::: SUPPLIED PASSAGE :::

Expert Speak Health Express
Published on Mar 16, 2017
New maternity bill is a trojan horse

On March 9, 2016, the Lok Sabha approved the Maternity Benefit (Amendment) Bill 2016, having already been approved by the Rajya Sabha in the winter session of Parliament.

The Bill only awaits the signature of the President before it becomes law. Its main and much talked about provision is increasing paid maternity leave from 12 to 26 weeks. This change is in line with the recommendation of the 44th session of the Indian Labour Conference, a high level advisory group convened by the Ministry of Labour and Employment (MLE). The move is also in line with recommendations by the Ministry of Women and Child Development (WCD) and associated stakeholders going back to the previous Congress led government.

Predictably, supporters of the legislation including current WCD Minister Maneka Gandhi and assorted social activists left over from the Congress regime highlight that it's a socially progressive move. But it's striking that, so far as I can tell, all of the assorted rationales for the amended law come from social activists and are analysed in legal and administrative terms with no attempt to do an economic cost benefit analysis.

As a matter of economics, increasing maternity leave benefits that must be fully paid by the employer (unlike in some other countries where the costs are either shared between employer and employee or are fully borne by the government) will decrease the demand for labour from employers who now perceive an increase in cost.

Likewise, we should expect to see an increase in the supply of labour from women now wishing to work who had been deterred from doing so in the absence of the enhanced maternity leave benefit.

::: EXTRACTED INFORMATION :::

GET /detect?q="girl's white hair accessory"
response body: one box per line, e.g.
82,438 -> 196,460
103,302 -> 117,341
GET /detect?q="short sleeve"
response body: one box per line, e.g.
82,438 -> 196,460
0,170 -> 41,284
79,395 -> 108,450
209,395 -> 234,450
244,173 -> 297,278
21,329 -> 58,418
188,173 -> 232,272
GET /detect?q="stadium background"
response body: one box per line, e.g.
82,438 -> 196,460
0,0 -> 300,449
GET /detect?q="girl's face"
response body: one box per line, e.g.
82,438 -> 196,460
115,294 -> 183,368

:::

### GIVEN TASK 1
In the maternity bill article, condense the paragraph beginning "The Bill only awaits the signature" into a shorter version that keeps its main facts.
### GIVEN TASK 2
Print everything in the maternity bill article from "As a matter" down to "increase in cost.".
### GIVEN TASK 3
Carry on the maternity bill article, starting after its final sentence.

### EXERCISE OUTPUT 1
The Bill needs only the President's signature to become law. Its central provision raises paid maternity leave from 12 to 26 weeks. This matches a recommendation of the 44th Indian Labour Conference, a high-level advisory group convened by the Ministry of Labour and Employment. It also follows recommendations from the Ministry of Women and Child Development and associated stakeholders dating back to the previous Congress-led government.

### EXERCISE OUTPUT 2
As a matter of economics, increasing maternity leave benefits that must be fully paid by the employer (unlike in some other countries where the costs are either shared between employer and employee or are fully borne by the government) will decrease the demand for labour from employers who now perceive an increase in cost.

### EXERCISE OUTPUT 3
Thus, basic theory suggests that the net effect will be to either drive down women's wages and or increase female unemployment, if wages fail to adjust. But this textbook economics altogether misses the fact that women's labour force participation in India is 25% or less, as variously estimated by the International Labour Organisation (ILO) and from India's National Sample Survey Organisation (NSSO) data. What is more, estimates by MLE and ILO suggest that less than 5% of female workers aged 15-49 are in the formal or organized sector. What this implies is that effectively those covered by paid maternity leave whether the old or the new provision are at best a small number of relatively privileged women working in formal sector jobs. The vast number of women working in the informal sector effectively have no social protections at all, forget about paid maternity leave benefits.

Add to this the well-known reality of poor implementation and even poorer monitoring and the truth is relatively few women benefit from paid maternity leave now, and by definition, therefore, very few stand to gain from the benefits being increased.

If anything, some women currently employed in formal sector jobs may find their positions terminated by employers not wishing to bear the cost and a certain number of women graduates waiting to enter the formal labour force may find themselves unemployed because employers are reluctant to hire women in their child bearing years.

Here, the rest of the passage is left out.